When building agents and LLM applications, it’s hard to see what’s actually going on under the hood. Even if you set up a comprehensive agent architecture with multiple prompts, descriptive tools, and data retrievals, you’re left answering questions like:

Why did the agent choose that tool instead of this one?
What context was actually passed to the LLM when it generated that response?
Where is all the latency coming from - is it the model, the retrieval, or something else?
The user got a wrong answer, but which step in the pipeline failed?

In this tutorial, with just a few additional lines of code, you’ll be able to monitor every LLM call, tool execution, and retrieval operation that powers your agents. You’ll learn how to debug, monitor, and analyze your agents more effectively and efficiently, transforming them from personal projects to production-ready applications. Follow along with code Throughout the tutorial we will include key code snippets, but to see the full implementation, check out the companion projects below.

TypeScript Tutorial

Companion TypeScript project with runnable examples

Python Tutorial

Companion Python project with runnable examples

SupportBot

Our sample support agent for this tutorial:

Classifies incoming queries (order status vs. FAQ)
Routes to the appropriate handler:
- Order Status: Use a tool to look up order information, then summarize for the customer
- FAQ: Search a knowledge base with embeddings, then generate an answer using RAG

The issue is that our users are complaining. Responses are slow, answers are wrong, but we have no idea why. Our agent is a black box - we can see what the user asked, and see how the agent replied, but we don’t have visibility into the individual components of our agent that actually ran. Let’s set up tracing to gain visibility.

Setting Up Tracing

First, install the dependencies and configure OpenTelemetry to send traces to Phoenix.

Install Dependencies

TypeScript
Python

npm install ai @ai-sdk/openai @arizeai/openinference-vercel \
  @arizeai/openinference-semantic-conventions @opentelemetry/api \
  @opentelemetry/sdk-trace-node @opentelemetry/exporter-trace-otlp-proto \
  @opentelemetry/resources @opentelemetry/semantic-conventions zod

pip install "arize-phoenix-otel>=0.16.0" arize-phoenix-client openai openinference-instrumentation-openai numpy

arize-phoenix-otel 0.16.0+ is required to import SpanAttributes and the OpenInference context managers directly from phoenix.otel. On older versions, import them from openinference.instrumentation and openinference.semconv.trace instead.

Set up Phoenix Cloud

In order to send traces to Phoenix, you must sign up for a free space and account. Follow these instructions to configure Phoenix Cloud, if you haven’t already. Once you have Phoenix Cloud configured, set your keys:

TypeScript
Python

Create a .env file in your project root:

PHOENIX_API_KEY=<ENTER YOUR PHOENIX API KEY>
PHOENIX_COLLECTOR_ENDPOINT=<ENTER YOUR PHOENIX ENDPOINT>
OPENAI_API_KEY=<ENTER YOUR OPENAI API KEY>

import os

os.environ["PHOENIX_API_KEY"] = "<ENTER YOUR PHOENIX API KEY>"
os.environ["PHOENIX_COLLECTOR_ENDPOINT"] = "<ENTER YOUR PHOENIX ENDPOINT>"
os.environ["OPENAI_API_KEY"] = "<ENTER YOUR OPENAI API KEY>"

(Natural-language object grounding data)

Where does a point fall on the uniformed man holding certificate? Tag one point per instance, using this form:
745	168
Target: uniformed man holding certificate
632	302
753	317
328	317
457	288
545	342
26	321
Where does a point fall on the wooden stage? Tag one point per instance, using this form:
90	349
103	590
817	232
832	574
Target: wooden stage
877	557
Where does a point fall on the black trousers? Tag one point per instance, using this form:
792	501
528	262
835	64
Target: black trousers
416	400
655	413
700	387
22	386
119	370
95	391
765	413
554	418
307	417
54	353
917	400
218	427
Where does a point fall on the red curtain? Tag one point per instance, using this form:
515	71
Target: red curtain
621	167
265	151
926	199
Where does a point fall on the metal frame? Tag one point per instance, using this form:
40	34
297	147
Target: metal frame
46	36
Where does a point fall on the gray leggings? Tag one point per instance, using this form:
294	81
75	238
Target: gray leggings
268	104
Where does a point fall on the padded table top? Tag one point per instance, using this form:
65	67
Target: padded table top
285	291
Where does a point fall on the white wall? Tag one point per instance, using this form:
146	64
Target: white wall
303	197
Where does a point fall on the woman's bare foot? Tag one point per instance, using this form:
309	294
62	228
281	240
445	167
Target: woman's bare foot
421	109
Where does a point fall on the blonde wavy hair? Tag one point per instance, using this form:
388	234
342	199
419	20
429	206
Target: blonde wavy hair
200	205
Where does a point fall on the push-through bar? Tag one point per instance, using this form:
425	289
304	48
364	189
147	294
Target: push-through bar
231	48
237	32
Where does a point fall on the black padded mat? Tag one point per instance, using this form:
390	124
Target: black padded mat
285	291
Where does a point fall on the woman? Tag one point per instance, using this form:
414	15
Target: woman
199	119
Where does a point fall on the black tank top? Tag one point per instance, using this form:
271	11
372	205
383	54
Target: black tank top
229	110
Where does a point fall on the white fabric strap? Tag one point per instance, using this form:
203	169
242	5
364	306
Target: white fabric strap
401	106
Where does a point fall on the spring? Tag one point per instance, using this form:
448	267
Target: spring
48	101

YOUR GOAL. Copy the tracing tutorial from "What context was" to "the pipeline failed?", swapping "latency" for "delay".

RESPONSE.
What context was actually passed to the LLM when it generated that response?
Where is all the delay coming from - is it the model, the retrieval, or something else?
The user got a wrong answer, but which step in the pipeline failed?